EXERCISE GOAL ::
Pull out every line of the material that contains the string "wing", treating uppercase and lowercase as different.

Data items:
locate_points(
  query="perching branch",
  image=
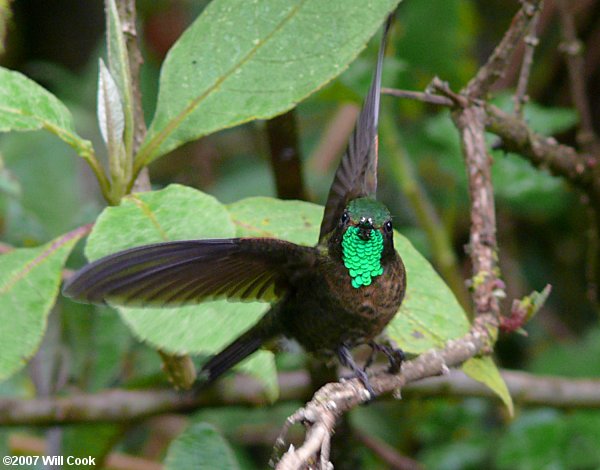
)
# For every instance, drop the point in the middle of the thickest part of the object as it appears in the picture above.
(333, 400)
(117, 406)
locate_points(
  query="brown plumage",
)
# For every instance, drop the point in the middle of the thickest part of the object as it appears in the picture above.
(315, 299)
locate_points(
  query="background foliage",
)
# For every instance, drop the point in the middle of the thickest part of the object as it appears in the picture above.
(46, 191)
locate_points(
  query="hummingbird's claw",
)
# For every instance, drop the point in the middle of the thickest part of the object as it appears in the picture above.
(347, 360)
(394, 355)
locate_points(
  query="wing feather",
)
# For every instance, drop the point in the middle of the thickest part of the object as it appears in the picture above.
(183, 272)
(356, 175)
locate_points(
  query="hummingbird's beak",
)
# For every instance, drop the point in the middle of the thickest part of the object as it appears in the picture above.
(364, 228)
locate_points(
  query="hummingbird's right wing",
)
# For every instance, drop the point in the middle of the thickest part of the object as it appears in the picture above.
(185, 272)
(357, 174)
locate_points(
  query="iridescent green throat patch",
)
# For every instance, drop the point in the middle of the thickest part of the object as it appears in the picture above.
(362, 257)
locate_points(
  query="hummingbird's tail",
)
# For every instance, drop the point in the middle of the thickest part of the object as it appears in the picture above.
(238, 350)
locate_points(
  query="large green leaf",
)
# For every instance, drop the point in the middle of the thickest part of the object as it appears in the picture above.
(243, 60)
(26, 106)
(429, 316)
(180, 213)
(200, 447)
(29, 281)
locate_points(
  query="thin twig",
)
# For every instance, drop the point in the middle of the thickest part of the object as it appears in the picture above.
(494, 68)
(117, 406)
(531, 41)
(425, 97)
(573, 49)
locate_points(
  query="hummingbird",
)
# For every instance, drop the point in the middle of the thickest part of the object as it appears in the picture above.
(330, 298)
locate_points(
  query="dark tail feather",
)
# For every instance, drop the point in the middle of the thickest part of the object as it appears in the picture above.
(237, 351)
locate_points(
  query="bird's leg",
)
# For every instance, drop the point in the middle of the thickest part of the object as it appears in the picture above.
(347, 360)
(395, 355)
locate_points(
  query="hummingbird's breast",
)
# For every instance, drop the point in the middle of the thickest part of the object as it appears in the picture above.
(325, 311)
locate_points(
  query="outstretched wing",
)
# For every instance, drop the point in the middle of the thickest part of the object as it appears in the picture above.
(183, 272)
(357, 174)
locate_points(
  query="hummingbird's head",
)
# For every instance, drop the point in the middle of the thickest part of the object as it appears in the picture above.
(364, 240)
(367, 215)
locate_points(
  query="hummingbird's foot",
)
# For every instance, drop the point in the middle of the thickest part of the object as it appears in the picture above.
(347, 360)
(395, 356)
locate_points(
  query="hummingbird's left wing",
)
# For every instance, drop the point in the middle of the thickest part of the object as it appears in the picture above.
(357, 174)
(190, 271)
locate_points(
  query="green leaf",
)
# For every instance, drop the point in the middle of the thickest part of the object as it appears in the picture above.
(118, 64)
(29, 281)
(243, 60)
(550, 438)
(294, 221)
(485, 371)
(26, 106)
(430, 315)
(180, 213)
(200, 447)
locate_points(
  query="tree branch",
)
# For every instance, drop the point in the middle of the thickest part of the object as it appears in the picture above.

---

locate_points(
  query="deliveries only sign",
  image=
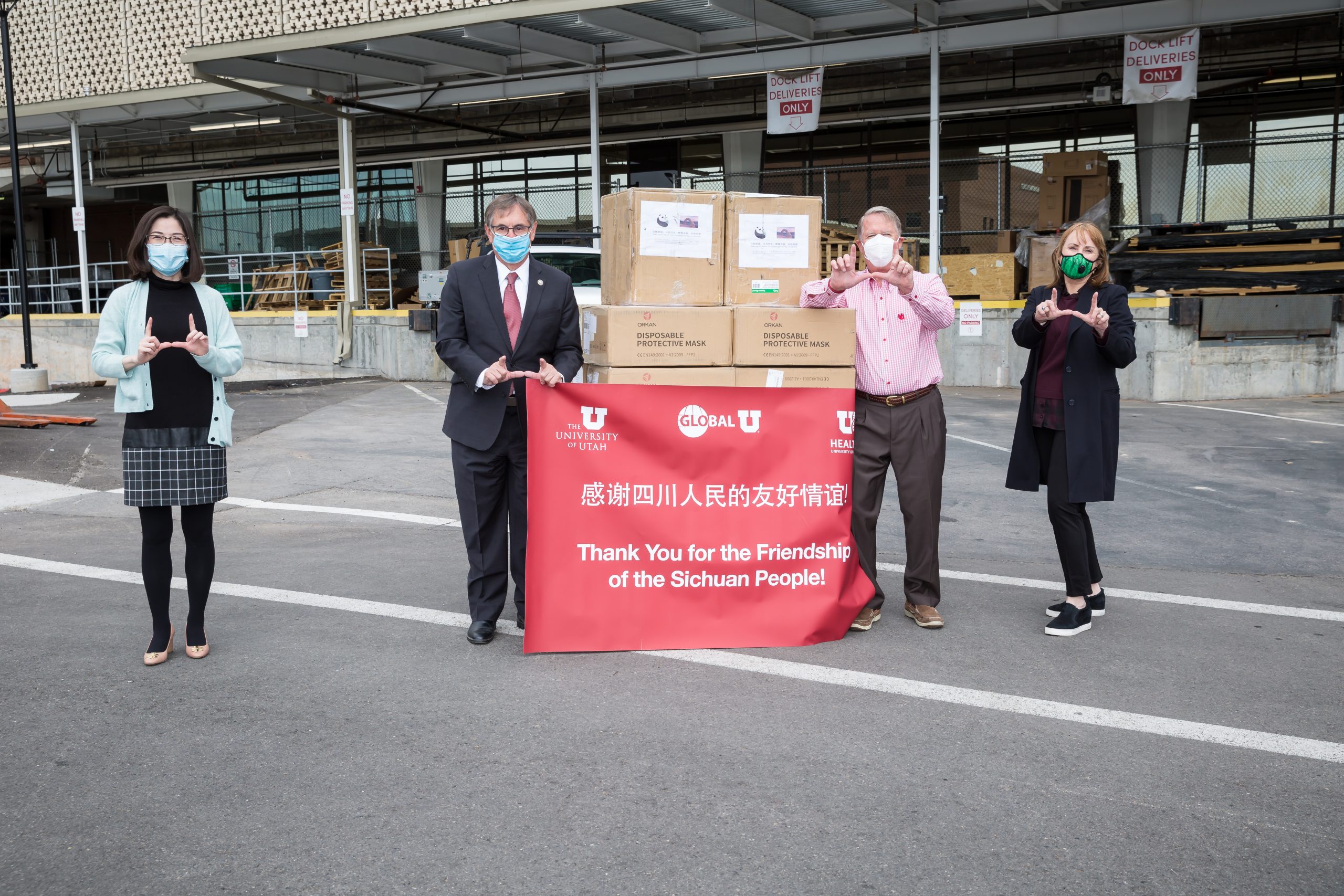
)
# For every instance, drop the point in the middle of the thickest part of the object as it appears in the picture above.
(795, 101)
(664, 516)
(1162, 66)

RESPONSE TO THIS EXERCISE ::
  query="wing feather",
  query="hummingbird's right wing",
  query="outstretched wing",
  query="hummingbird's left wing",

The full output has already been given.